Loch Lomond is an American indie folk band based in Portland, Oregon, founded as a solo recording project of Ritchie Young in 2003.

History
Regarding the origins of the band name, Ritchie Young stated "I wanted to call the band The Mountains but there are tons of "mountains" bands. We ordered some reel-to-reel tape on eBay and it had a sticker on the box that said Loch Lomond. On the tape itself were old French nuns singing. We sampled that in our first record."

With help of engineer/producer Rob Oberdorfer, Young crafted the first Loch Lomond album, When We Were Mountains with Ryan Cross and Kate O'Brien in 2004. Over the next few years, Loch Lomond performed around Portland, Oregon and the greater Pacific Northwest in various incarnations. Live performances would range from Young by himself to a full band. During this time, many different recording sessions took place in various studios and homes. These recordings were compiled on the early 2006 EP Lament For Children. In the later half of 2006, Loch Lomond solidified into a nine-person band. In this format, they produced their 2007 album "Paper the Walls", which was more reminiscent of traditional chamber folk music while featuring many non-traditional instruments. They toured with The Decemberists in late 2008. In 2010, Loch Lomond's song, Wax and Wire, was featured in the short film Danny MacAskill's Way Back Home produced by Red Bull Media House.

> [The exercise]: According to the band history above, why did Ritchie Young not use the name The Mountains, and where did the name Loch Lomond come from?

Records

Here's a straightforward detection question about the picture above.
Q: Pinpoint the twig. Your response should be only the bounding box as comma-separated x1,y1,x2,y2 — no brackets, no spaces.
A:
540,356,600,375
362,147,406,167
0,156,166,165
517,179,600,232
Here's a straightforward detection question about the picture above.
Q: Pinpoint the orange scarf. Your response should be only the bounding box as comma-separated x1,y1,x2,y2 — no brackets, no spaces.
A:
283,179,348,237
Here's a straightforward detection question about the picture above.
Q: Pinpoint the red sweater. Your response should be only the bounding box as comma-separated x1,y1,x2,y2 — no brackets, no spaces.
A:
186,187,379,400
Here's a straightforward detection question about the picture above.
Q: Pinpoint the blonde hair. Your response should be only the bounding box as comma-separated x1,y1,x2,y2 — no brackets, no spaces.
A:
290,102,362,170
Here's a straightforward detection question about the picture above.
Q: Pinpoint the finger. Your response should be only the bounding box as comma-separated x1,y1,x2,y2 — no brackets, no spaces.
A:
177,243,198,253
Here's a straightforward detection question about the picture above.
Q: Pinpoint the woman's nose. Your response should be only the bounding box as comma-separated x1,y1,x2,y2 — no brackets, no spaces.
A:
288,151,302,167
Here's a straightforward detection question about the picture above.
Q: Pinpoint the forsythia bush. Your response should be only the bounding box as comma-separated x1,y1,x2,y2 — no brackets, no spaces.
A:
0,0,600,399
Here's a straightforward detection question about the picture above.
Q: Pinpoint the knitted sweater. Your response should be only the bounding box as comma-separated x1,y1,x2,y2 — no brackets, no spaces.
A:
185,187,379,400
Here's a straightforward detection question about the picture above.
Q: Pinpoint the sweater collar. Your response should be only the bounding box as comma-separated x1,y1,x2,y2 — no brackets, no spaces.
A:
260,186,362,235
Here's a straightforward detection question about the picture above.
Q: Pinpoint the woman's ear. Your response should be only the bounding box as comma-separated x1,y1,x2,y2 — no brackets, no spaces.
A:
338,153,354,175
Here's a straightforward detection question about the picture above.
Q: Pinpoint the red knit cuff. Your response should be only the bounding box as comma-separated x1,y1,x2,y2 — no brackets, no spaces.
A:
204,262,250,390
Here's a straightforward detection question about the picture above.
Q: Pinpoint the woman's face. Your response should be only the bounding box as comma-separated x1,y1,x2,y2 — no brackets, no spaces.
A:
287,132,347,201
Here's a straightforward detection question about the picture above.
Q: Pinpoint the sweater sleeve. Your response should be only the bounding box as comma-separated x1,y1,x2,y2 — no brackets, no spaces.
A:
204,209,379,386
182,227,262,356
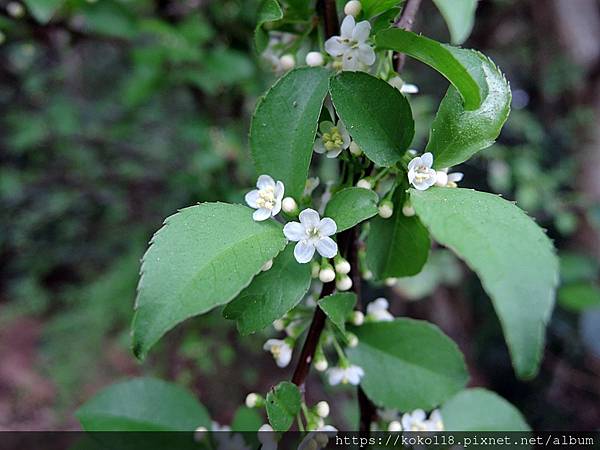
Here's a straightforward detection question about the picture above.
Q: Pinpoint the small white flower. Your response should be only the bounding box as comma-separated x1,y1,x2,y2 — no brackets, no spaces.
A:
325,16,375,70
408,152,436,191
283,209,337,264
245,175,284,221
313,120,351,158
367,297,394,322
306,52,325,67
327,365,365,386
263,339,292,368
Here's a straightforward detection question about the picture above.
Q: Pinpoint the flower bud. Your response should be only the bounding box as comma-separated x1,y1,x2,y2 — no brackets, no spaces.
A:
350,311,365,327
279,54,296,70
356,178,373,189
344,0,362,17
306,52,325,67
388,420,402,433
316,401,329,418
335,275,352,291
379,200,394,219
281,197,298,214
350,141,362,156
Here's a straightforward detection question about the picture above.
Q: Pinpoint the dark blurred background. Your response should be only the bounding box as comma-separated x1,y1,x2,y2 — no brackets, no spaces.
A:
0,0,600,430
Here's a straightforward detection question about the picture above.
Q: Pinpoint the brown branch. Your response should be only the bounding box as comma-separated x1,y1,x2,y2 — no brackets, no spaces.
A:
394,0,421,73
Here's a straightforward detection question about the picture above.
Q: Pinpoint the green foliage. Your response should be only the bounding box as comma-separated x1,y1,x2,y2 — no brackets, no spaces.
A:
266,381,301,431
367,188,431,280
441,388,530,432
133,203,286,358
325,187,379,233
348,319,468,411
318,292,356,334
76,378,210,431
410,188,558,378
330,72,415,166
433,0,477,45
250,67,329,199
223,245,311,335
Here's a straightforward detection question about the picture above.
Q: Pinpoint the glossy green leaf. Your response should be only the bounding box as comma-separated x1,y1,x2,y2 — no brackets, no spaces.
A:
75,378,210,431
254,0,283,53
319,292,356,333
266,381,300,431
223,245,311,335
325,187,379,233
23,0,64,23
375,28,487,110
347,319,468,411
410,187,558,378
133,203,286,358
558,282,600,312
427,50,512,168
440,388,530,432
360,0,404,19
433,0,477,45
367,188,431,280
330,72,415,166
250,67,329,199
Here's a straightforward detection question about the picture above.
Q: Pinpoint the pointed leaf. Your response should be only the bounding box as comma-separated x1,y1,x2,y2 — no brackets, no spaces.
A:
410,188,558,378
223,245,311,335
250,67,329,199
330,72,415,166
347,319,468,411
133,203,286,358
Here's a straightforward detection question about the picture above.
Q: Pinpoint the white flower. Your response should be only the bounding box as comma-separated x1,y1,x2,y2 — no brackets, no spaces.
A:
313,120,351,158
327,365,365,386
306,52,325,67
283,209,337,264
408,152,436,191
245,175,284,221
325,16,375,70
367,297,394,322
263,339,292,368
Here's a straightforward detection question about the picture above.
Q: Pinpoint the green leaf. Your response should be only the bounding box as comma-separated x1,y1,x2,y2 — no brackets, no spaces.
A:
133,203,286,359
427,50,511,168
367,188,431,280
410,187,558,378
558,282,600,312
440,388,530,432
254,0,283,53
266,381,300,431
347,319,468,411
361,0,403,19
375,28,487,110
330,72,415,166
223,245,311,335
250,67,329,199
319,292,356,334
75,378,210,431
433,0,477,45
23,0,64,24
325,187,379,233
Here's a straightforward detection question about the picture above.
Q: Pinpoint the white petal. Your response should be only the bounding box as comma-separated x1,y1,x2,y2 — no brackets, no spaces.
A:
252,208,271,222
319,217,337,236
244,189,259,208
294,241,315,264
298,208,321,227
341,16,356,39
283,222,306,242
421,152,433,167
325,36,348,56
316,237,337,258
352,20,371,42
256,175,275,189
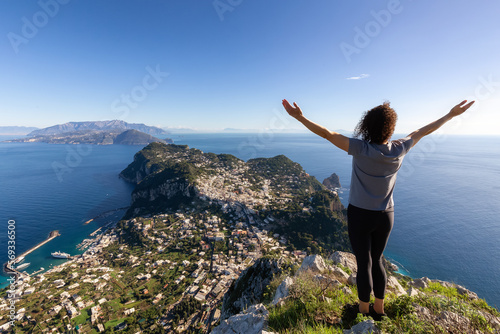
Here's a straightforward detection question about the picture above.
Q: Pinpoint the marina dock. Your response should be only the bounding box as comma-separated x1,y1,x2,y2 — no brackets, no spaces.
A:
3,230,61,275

...

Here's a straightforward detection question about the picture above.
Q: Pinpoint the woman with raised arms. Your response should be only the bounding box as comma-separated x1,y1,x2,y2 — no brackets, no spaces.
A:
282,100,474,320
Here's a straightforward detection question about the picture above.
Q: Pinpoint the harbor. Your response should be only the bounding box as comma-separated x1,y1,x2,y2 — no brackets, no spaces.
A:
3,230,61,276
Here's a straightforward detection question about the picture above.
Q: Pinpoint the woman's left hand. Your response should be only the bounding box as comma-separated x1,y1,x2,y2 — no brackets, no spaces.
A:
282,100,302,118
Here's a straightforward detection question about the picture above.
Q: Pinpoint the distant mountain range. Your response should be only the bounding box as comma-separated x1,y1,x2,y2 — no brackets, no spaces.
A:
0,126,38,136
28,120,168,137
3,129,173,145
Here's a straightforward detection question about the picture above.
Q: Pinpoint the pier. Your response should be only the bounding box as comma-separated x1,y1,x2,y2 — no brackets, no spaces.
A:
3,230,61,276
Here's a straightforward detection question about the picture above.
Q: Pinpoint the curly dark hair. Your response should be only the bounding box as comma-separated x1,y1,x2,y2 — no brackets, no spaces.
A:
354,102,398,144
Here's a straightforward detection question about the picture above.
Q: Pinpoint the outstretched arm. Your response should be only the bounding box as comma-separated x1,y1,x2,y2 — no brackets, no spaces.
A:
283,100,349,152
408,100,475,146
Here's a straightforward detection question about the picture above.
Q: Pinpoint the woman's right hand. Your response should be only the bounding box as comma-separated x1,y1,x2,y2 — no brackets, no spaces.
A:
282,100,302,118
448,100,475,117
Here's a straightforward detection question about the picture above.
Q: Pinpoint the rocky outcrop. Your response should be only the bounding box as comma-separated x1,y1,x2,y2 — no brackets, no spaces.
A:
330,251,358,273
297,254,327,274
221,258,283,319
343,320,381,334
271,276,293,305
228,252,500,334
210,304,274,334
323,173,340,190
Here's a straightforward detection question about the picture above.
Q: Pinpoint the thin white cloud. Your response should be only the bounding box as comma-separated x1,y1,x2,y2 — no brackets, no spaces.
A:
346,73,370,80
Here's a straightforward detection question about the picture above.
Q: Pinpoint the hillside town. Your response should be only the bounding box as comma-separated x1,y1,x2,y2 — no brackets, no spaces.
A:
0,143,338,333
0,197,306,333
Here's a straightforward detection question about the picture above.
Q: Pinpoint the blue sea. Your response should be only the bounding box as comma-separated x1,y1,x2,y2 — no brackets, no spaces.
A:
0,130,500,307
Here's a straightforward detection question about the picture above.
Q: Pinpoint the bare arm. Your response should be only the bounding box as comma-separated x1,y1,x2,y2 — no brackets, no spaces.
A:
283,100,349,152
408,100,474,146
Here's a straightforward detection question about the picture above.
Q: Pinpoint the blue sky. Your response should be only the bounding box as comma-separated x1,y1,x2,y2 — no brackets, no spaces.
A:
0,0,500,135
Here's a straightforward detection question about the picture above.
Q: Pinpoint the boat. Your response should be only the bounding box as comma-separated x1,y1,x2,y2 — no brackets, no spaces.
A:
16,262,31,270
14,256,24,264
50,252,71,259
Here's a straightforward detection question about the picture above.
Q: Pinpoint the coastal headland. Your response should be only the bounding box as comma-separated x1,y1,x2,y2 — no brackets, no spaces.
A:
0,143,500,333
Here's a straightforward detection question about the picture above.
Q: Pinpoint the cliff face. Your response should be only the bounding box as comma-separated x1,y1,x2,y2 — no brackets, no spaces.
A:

> [Solved problem]: Young passed on The Mountains because there were already many bands with "mountains" in their names. Loch Lomond came from a sticker on the box of some reel-to-reel tape the band had ordered on eBay.